[Stored items from a collection]:
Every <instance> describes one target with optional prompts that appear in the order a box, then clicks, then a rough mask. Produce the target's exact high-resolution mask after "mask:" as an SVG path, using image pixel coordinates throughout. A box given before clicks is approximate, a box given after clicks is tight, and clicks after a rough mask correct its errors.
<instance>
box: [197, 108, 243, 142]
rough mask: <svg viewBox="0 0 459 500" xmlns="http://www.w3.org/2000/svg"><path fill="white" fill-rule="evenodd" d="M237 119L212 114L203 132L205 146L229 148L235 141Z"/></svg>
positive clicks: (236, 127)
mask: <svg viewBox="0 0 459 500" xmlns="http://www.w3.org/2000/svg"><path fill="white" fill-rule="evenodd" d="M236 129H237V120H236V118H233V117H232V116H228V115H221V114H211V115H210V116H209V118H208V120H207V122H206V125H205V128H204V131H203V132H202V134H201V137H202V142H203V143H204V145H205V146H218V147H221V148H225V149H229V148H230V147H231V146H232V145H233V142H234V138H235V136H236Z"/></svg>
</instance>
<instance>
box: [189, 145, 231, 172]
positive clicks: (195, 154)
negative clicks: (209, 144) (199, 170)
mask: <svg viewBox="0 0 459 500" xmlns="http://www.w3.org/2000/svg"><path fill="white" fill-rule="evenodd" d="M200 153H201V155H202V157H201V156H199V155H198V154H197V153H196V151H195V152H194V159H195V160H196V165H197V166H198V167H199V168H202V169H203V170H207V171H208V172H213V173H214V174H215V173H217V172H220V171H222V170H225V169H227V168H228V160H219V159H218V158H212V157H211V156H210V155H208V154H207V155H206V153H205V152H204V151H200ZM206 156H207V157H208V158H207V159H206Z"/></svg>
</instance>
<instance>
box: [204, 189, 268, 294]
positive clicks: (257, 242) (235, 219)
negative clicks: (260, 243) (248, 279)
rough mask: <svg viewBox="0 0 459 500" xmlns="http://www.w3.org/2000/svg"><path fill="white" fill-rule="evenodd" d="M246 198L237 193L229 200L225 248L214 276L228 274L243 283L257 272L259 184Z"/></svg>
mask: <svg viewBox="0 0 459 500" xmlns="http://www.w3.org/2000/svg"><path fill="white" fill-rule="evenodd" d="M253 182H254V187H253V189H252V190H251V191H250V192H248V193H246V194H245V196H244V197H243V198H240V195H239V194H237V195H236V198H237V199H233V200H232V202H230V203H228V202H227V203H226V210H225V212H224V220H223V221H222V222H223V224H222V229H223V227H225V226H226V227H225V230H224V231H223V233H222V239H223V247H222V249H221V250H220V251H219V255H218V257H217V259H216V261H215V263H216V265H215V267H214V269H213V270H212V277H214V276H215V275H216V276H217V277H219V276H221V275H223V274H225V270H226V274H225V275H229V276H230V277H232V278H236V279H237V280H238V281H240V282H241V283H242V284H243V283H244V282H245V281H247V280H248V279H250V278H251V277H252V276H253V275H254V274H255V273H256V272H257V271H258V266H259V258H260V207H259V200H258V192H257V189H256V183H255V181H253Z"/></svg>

[About this task]: The goal is a faithful transcription of every entry above.

[Output for this exercise]:
Every <instance> describes one target with optional prompts that appear in the order a box, then clicks, then a rough mask. Produce the target's exact high-resolution mask after "mask:" as an SVG path, using image pixel coordinates throughout. A box given before clicks is approximate, a box given after clicks is tight, and clicks after a rough mask correct its errors.
<instance>
box: [197, 108, 243, 142]
rough mask: <svg viewBox="0 0 459 500" xmlns="http://www.w3.org/2000/svg"><path fill="white" fill-rule="evenodd" d="M237 119L212 114L203 132L205 146L229 148L235 141Z"/></svg>
positive clicks: (236, 127)
mask: <svg viewBox="0 0 459 500" xmlns="http://www.w3.org/2000/svg"><path fill="white" fill-rule="evenodd" d="M236 129H237V120H236V118H233V117H232V116H228V115H221V114H211V115H210V116H209V118H208V120H207V122H206V125H205V128H204V131H203V132H202V134H201V137H202V142H203V143H204V145H205V146H218V147H221V148H225V149H229V148H230V147H231V146H232V145H233V142H234V138H235V136H236Z"/></svg>
</instance>
<instance>
box: [189, 145, 231, 172]
positive clicks: (195, 154)
negative clicks: (209, 144) (199, 170)
mask: <svg viewBox="0 0 459 500" xmlns="http://www.w3.org/2000/svg"><path fill="white" fill-rule="evenodd" d="M200 153H201V155H202V157H201V156H199V155H198V154H197V153H196V151H195V152H194V159H195V160H196V165H197V166H198V167H199V168H202V169H203V170H207V171H208V172H213V173H214V174H215V173H217V172H220V171H222V170H225V169H227V168H228V160H219V159H218V158H212V157H211V156H210V155H208V154H207V155H206V153H205V152H204V151H200ZM206 156H207V157H208V158H207V159H206Z"/></svg>
</instance>
<instance>
box: [204, 189, 268, 294]
positive clicks: (257, 242) (235, 219)
negative clicks: (260, 243) (248, 279)
rough mask: <svg viewBox="0 0 459 500" xmlns="http://www.w3.org/2000/svg"><path fill="white" fill-rule="evenodd" d="M246 198L237 193L229 200L225 248L214 276L228 274L243 283L257 272L259 184Z"/></svg>
mask: <svg viewBox="0 0 459 500" xmlns="http://www.w3.org/2000/svg"><path fill="white" fill-rule="evenodd" d="M253 182H254V187H253V189H252V190H251V191H250V192H248V193H246V194H245V196H244V197H243V198H240V195H239V194H237V195H236V198H237V199H233V200H232V202H230V203H228V202H227V203H226V210H225V212H224V220H223V221H222V222H223V224H222V229H223V227H225V226H226V227H225V230H224V231H223V233H222V239H223V247H222V249H221V250H220V251H219V255H218V257H217V259H216V261H215V263H216V265H215V267H214V269H213V270H212V277H214V276H215V275H216V276H217V277H219V276H221V275H223V274H225V270H226V274H225V275H229V276H230V277H232V278H236V279H237V280H238V281H240V282H241V283H242V284H243V283H244V282H245V281H247V280H248V279H250V278H251V277H252V276H253V275H254V274H255V273H256V272H257V271H258V266H259V258H260V207H259V200H258V192H257V189H256V183H255V181H253Z"/></svg>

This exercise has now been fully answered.